Set problem:
Retype every line of the material below word for word, without changing, adding, or leaving out anything.

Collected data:
┌──
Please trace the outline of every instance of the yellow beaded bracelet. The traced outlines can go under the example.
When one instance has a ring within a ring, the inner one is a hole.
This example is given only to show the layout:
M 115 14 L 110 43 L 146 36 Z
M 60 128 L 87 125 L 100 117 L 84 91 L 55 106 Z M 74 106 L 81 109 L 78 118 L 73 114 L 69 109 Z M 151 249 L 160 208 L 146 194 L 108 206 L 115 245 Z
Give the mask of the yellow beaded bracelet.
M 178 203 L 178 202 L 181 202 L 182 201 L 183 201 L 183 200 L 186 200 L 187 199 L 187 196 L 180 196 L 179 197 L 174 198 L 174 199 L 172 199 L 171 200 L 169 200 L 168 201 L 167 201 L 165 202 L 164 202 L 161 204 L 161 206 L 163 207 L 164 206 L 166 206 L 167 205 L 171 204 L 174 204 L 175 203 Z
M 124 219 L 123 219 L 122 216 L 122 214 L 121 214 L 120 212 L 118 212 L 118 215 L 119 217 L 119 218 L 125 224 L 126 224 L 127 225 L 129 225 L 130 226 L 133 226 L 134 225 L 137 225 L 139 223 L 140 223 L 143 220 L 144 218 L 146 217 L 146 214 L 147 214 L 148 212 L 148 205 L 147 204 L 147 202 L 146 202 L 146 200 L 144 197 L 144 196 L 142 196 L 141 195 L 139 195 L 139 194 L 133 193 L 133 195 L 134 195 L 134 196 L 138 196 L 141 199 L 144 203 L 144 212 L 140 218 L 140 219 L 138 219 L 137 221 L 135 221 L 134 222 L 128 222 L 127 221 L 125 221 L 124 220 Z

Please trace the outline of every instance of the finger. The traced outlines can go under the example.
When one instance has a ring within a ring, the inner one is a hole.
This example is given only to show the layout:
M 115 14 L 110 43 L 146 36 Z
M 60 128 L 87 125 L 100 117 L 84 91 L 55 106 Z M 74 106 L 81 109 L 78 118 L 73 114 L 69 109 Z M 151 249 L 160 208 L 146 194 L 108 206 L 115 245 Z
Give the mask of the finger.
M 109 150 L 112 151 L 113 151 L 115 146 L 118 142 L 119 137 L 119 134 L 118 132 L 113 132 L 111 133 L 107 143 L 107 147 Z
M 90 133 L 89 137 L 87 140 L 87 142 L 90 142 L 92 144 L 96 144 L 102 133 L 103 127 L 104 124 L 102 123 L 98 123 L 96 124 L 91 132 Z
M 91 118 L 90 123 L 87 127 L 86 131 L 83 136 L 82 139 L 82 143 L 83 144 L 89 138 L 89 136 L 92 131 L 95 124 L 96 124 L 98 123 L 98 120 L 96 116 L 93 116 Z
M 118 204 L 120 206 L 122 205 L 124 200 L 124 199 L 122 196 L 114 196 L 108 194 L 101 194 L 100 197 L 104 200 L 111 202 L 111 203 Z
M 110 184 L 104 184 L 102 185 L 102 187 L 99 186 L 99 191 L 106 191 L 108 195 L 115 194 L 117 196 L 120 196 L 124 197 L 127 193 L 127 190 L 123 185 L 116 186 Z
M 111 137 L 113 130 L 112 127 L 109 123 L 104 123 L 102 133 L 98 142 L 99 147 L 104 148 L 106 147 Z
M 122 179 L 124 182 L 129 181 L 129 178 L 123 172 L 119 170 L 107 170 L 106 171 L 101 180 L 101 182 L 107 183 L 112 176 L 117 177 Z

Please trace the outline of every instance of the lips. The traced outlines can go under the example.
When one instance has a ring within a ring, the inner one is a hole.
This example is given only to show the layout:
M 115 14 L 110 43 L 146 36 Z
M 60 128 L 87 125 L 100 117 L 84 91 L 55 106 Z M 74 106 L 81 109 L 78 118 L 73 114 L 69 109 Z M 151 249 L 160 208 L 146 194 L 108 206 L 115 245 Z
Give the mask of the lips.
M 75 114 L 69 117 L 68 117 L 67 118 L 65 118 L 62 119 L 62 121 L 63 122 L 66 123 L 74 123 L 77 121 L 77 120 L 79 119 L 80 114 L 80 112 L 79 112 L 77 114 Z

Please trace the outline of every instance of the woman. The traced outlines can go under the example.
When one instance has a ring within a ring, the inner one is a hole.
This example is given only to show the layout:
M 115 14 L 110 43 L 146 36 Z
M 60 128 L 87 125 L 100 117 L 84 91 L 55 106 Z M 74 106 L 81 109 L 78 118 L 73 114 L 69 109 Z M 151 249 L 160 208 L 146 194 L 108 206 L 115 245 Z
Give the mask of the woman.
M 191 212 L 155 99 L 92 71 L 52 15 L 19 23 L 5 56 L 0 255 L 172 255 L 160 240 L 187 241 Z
└──
Completed exercise:
Please trace the outline of every instance of the yellow beaded bracelet. The traced outlines can go under the example.
When one instance has a ring within a ring, the inner one is a hole.
This example is given only to show the layout:
M 115 14 L 110 43 L 146 36 Z
M 60 128 L 87 125 L 100 117 L 84 91 L 55 106 Z M 74 106 L 81 109 L 78 118 L 73 114 L 69 109 Z M 151 249 L 160 208 L 146 194 L 108 206 L 115 245 Z
Give the mask of the yellow beaded bracelet.
M 178 203 L 178 202 L 181 202 L 182 201 L 183 201 L 183 200 L 186 200 L 187 199 L 187 196 L 180 196 L 179 197 L 174 198 L 174 199 L 172 199 L 171 200 L 169 200 L 168 201 L 167 201 L 165 202 L 164 202 L 161 204 L 161 206 L 163 207 L 164 206 L 166 206 L 167 205 L 171 204 L 174 204 L 175 203 Z
M 124 219 L 123 219 L 122 216 L 122 214 L 121 214 L 120 212 L 118 212 L 118 215 L 119 217 L 119 218 L 125 224 L 126 224 L 127 225 L 129 225 L 130 226 L 133 226 L 134 225 L 137 225 L 139 223 L 140 223 L 143 220 L 144 218 L 146 217 L 146 214 L 147 214 L 148 212 L 148 205 L 147 204 L 147 202 L 146 202 L 146 200 L 144 197 L 144 196 L 142 196 L 141 195 L 139 195 L 139 194 L 133 193 L 133 195 L 134 195 L 134 196 L 138 196 L 141 199 L 144 203 L 144 212 L 140 218 L 140 219 L 138 219 L 137 221 L 135 221 L 134 222 L 128 222 L 127 221 L 125 221 L 124 220 Z

Please trace the outline of every instance of the finger. The traced outlines can go under the example.
When one instance has a ring within a ring, the inner one is a hole.
This example is given only to show the layout:
M 115 14 L 110 43 L 146 36 Z
M 60 128 L 87 125 L 100 117 L 84 91 L 55 106 Z M 74 106 L 81 109 L 78 118 L 73 114 L 69 109 Z M 151 249 L 160 208 L 146 194 L 108 206 L 115 245 Z
Give the mask of the finger.
M 109 150 L 112 151 L 113 151 L 115 146 L 118 142 L 119 137 L 119 134 L 118 132 L 113 132 L 111 133 L 107 143 L 107 147 Z
M 90 133 L 89 137 L 87 140 L 87 142 L 90 142 L 92 144 L 96 144 L 102 133 L 103 127 L 104 124 L 102 123 L 98 123 L 96 124 L 91 132 Z
M 91 118 L 90 123 L 87 127 L 86 131 L 83 136 L 82 139 L 82 143 L 83 144 L 89 138 L 89 136 L 92 131 L 95 124 L 96 124 L 98 123 L 98 120 L 96 116 L 93 116 Z
M 118 204 L 120 206 L 122 205 L 124 200 L 124 199 L 122 196 L 114 196 L 108 194 L 101 194 L 100 197 L 104 200 L 111 202 L 111 203 Z
M 110 184 L 104 184 L 102 185 L 102 187 L 99 186 L 99 191 L 106 191 L 108 195 L 115 194 L 117 196 L 120 196 L 124 197 L 127 193 L 127 190 L 123 185 L 116 186 Z
M 111 137 L 113 130 L 112 127 L 109 123 L 104 123 L 102 133 L 98 142 L 99 147 L 104 148 L 106 147 Z
M 122 179 L 124 182 L 129 181 L 129 178 L 123 172 L 119 170 L 107 170 L 106 171 L 101 180 L 101 182 L 107 183 L 112 176 L 117 177 Z

Please trace the outline of every instance of the lips. The traced outlines can go under the example.
When one instance has a ring within a ring, the inner one is a hole.
This example is given only to show the layout:
M 115 14 L 110 43 L 146 36 Z
M 60 128 L 87 125 L 100 117 L 84 91 L 55 106 Z M 74 106 L 81 109 L 78 118 L 73 114 L 69 109 Z M 151 249 L 160 208 L 146 194 L 108 206 L 115 245 Z
Give the mask of the lips.
M 75 114 L 69 117 L 68 117 L 67 118 L 65 118 L 62 119 L 62 121 L 63 122 L 66 123 L 74 123 L 77 121 L 77 120 L 79 119 L 80 114 L 80 112 L 79 112 L 77 114 Z

Please trace the outline of every instance of the woman. The traced outlines can go under the example.
When one instance has a ring within a ring, the inner one is a hole.
This example is given only to show the layout:
M 115 14 L 110 43 L 146 36 Z
M 60 128 L 87 125 L 100 117 L 84 91 L 55 106 Z M 74 106 L 81 109 L 78 118 L 73 114 L 69 109 Z M 151 249 L 160 208 L 146 194 L 108 206 L 115 245 Z
Give the mask of the woman.
M 191 212 L 155 99 L 92 71 L 52 15 L 19 23 L 5 56 L 0 255 L 172 255 L 160 240 L 187 241 Z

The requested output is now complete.